Your tasks ->
**1)** Answer these from the passage on measurement error and Gage R&R:
(a) What equation does the passage give for total variation?
(b) What does the passage say probably limits the "within" variation?
(c) What two possible problems with Analyst 2's technique does the passage suggest?
**2)** Reproduce word for word the part of the passage on measurement error and Gage R&R from "First, it appears" down to "would this be?".
**3)** Continue the passage on measurement error and Gage R&R, starting right after its final sentence.

Quoted passage ->
=-=-=
Second, there’s also variation that comes from the measurement itself, or measurement error, to consider.

Total Variation = Process Variation + Measurement Error

In this example, you could brainstorm some potential factors that might affect the measurement error:

• the spectrophotometer being used;
• the temperature of the instrument lamp;
• the cleanliness of the cuvette holding culture;
• the technique of the person transferring the media (cells may settle over time and the mixing/pipetting speed and intensity may influence results).

In an ideal world, all these factors would be strictly controlled and identical from measurement to measurement, but this isn’t possible in practice.

This is where Gage R&R comes into play: it helps you separate, and understand, the magnitude of measurement error and can point toward improvements to make measurements with greater precision.

The biggest take-away from this section is that we must ensure that our measurement error is low relative to the changes we hope to see with any additives so that we can best detect small changes in growth rate.

You decide to conduct a simple Gage R&R to see how much of the variation you might see when you run your experiment is attributed to the technique each scientist is using or to the instrument. After putting together a study plan, you and your colleagues take samples and conduct the measurements.

After all the measurements are taken, you sit down to analyze the data and create the graph in Figure 2.

Even without going into a statistical deep dive, we can glean some key observations.

First, it appears that the “within” variation is similar from analyst to analyst, which means that this variability is probably limited by the spectrophotometer itself. However, one analyst’s measurements are consistently lower than the rest of the group’s readings. Why would this be?

We identified earlier that an analyst’s technique can significantly affect OD readings when it comes to cultured media. In this case, perhaps Analyst 2 is not mixing the culture well enough or is letting it sit for too long prior to taking the measurement on the spectrophotometer.

A closer look at Analyst 2’s technique might help the group as data are collected moving forward, and lead to more precise measurements.

This is a very simple example where a statistical analysis might not be necessary, but there are very powerful techniques to design and analyze a Gage R&R study.
=-=-=
Collected data entries ->
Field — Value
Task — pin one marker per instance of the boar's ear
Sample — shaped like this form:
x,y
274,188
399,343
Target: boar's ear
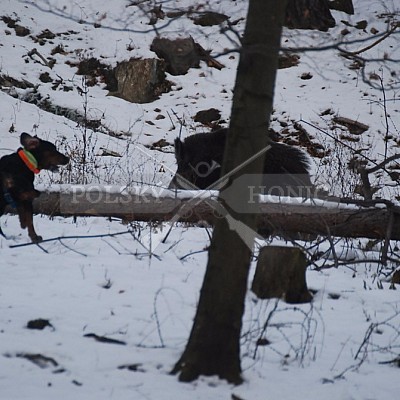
x,y
179,149
29,142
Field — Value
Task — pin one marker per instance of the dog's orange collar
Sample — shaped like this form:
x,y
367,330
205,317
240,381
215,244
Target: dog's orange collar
x,y
30,161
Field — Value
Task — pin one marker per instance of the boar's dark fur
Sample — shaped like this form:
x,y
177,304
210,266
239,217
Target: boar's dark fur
x,y
199,158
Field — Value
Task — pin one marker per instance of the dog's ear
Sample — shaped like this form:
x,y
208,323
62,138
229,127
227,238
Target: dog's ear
x,y
29,142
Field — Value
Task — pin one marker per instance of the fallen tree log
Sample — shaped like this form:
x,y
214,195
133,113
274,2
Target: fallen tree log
x,y
375,220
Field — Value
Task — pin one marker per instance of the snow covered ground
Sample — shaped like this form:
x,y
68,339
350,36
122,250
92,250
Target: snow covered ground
x,y
109,286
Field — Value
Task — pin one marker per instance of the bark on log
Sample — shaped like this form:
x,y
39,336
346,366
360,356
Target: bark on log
x,y
281,273
278,216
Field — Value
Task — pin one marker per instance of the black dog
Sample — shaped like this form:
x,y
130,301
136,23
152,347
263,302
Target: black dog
x,y
17,172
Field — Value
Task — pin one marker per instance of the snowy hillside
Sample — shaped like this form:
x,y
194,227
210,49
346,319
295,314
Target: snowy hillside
x,y
115,317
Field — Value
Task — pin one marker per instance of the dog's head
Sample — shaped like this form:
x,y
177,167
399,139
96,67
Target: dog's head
x,y
46,154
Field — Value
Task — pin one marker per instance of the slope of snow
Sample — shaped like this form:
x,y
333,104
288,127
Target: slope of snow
x,y
91,281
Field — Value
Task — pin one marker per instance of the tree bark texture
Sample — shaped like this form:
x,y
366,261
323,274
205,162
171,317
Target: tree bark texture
x,y
313,217
214,343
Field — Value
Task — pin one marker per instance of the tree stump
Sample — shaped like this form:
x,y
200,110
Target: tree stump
x,y
181,54
281,273
140,80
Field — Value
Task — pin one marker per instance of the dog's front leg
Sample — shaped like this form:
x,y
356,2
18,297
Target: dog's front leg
x,y
25,211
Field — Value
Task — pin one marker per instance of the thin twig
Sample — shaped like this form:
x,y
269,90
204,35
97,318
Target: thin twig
x,y
59,238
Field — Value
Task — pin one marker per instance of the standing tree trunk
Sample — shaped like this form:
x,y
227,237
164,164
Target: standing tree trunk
x,y
214,344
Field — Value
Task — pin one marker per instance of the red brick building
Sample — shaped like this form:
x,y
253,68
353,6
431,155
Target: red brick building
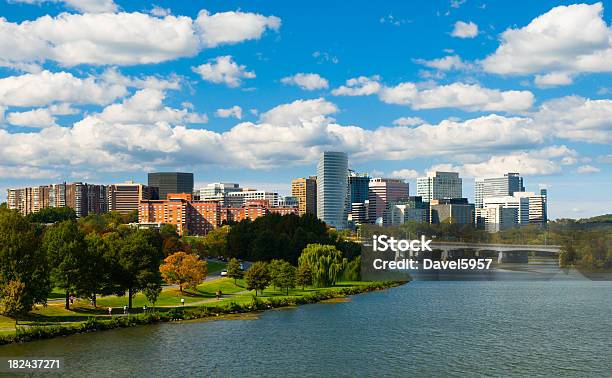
x,y
200,217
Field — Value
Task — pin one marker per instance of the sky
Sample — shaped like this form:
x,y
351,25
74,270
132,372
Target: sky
x,y
103,91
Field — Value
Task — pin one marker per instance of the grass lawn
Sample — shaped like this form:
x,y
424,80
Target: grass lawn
x,y
215,266
203,295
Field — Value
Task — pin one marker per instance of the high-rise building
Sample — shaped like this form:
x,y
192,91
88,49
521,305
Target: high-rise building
x,y
383,191
171,182
237,199
537,207
439,185
359,187
359,213
412,209
218,191
125,197
332,189
288,201
496,187
451,210
305,189
521,204
496,217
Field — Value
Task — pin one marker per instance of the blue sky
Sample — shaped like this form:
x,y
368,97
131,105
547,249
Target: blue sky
x,y
252,92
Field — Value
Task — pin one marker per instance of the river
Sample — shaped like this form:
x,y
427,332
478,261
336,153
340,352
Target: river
x,y
553,328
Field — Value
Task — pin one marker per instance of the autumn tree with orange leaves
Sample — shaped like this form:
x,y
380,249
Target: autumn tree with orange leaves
x,y
184,270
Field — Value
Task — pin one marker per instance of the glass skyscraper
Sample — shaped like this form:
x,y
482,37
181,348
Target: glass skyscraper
x,y
332,189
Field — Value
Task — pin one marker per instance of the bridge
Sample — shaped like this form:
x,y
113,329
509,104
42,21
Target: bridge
x,y
506,252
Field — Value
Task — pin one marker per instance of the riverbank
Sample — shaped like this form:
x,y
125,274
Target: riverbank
x,y
239,304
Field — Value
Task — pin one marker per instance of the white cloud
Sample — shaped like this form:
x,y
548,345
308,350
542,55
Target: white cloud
x,y
46,87
360,86
587,169
224,70
36,118
121,139
235,111
307,81
470,97
447,63
465,30
84,6
123,38
159,11
408,121
146,106
553,79
577,118
405,174
233,27
573,38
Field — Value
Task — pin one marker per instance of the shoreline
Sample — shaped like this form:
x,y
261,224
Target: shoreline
x,y
177,314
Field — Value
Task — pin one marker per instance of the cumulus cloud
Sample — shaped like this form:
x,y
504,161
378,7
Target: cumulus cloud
x,y
85,6
573,38
470,97
233,27
553,79
306,81
235,111
465,30
528,163
124,38
405,174
447,63
224,70
587,169
118,139
408,121
43,88
359,86
37,118
146,106
577,118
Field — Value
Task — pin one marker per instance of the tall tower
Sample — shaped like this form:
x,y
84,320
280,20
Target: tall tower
x,y
332,189
305,189
439,185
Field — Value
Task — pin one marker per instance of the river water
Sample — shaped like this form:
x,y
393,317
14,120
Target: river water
x,y
516,328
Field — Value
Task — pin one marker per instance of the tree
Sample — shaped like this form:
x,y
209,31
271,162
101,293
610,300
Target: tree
x,y
152,292
284,277
233,269
66,250
303,276
97,278
183,269
138,257
325,261
22,260
257,277
16,300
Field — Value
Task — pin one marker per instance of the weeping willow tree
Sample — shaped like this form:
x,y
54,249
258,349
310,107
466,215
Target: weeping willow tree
x,y
325,262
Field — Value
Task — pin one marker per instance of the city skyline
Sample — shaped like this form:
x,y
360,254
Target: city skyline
x,y
259,105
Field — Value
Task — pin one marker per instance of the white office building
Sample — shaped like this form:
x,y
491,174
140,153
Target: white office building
x,y
332,189
521,204
496,217
439,185
496,187
237,199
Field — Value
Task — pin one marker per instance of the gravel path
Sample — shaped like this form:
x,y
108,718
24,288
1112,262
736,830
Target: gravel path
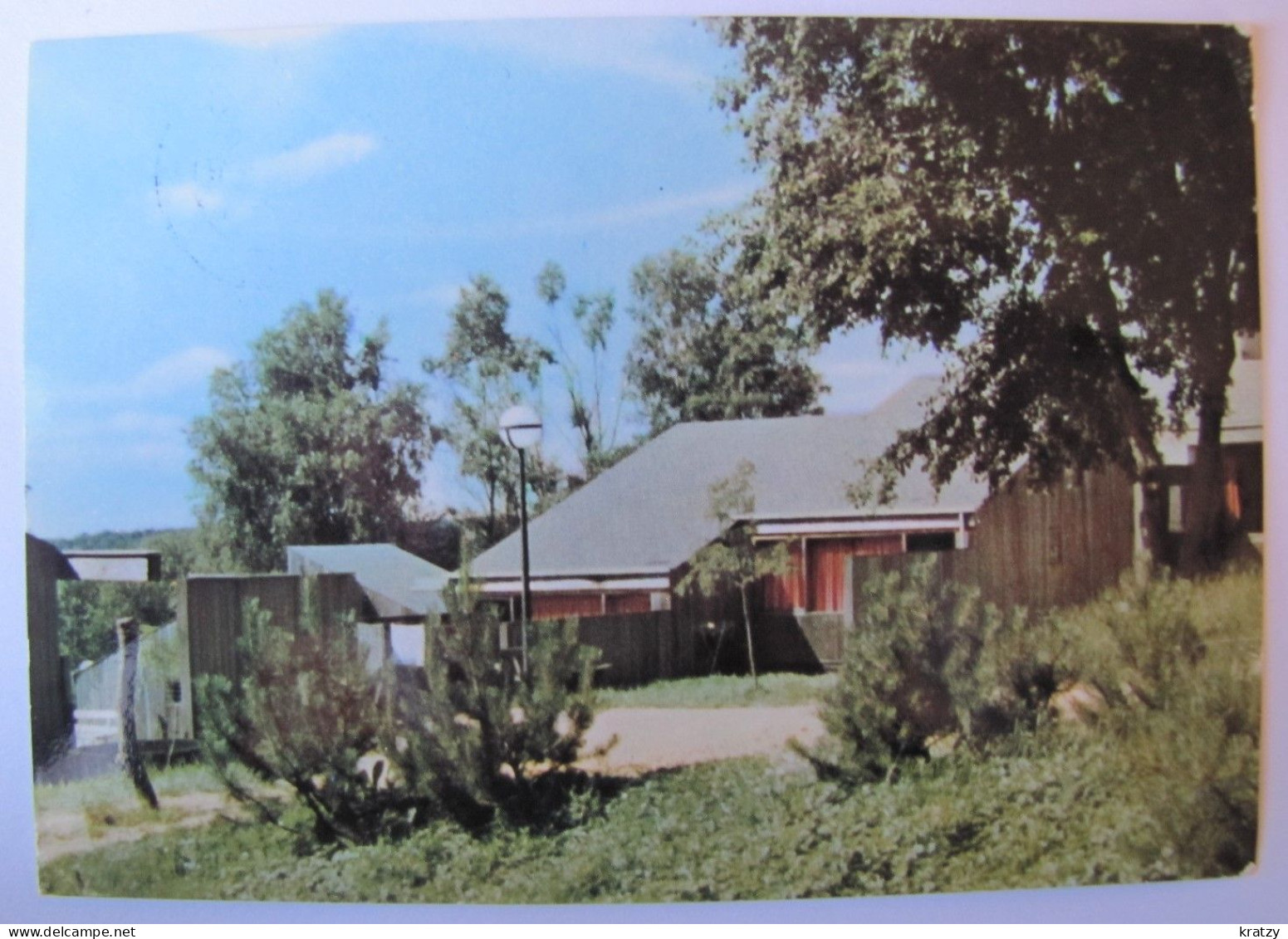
=-=-=
Answers to the exercise ->
**1)**
(a) Total Variation = Process Variation + Measurement Error
(b) The spectrophotometer itself.
(c) Analyst 2 may not be mixing the culture well enough, or may be letting it sit too long before taking the measurement on the spectrophotometer.

**2)**
First, it appears that the “within” variation is similar from analyst to analyst, which means that this variability is probably limited by the spectrophotometer itself. However, one analyst’s measurements are consistently lower than the rest of the group’s readings. Why would this be?

**3)**
For instance, the powerful and intuitive software JMP provides a very simple tool to generate an analysis that includes standard deviation for each analyst, as well as components contributing toward the overall variation. If you have a more complicated Gage R&R that includes sources of potential variability beyond analyst (like instrument, method, or tool), this becomes very handy!

## What Now?

What you do with the results of your Gage R&R is dependent on a lot of factors—primarily, the results you get and how much time you have to devote to improving your measurement precision. In the example above, where significant variation was attributed to analysts themselves, alignment between group members and training would be appropriate.

In other instances, sample preparation or instruments may need a second look. Ultimately, the path forward will depend on your specific situation, but you’ll be armed with more knowledge to drive decision-making in your lab.

## Alternatives to Gage R&R

Of course, Gage R&R is only one of several methods to perform a measurement systems analysis. Recall that measurement systems analysis includes a collection of experiments and analyses to evaluate the capability and performance of a method. If a Gage R&R isn’t right for your measurement, consider alternatives such as calibration studies, fixed-effect ANOVA, and components of variance. If you are working with discrete rather than continuous data, consider an attribute gage study.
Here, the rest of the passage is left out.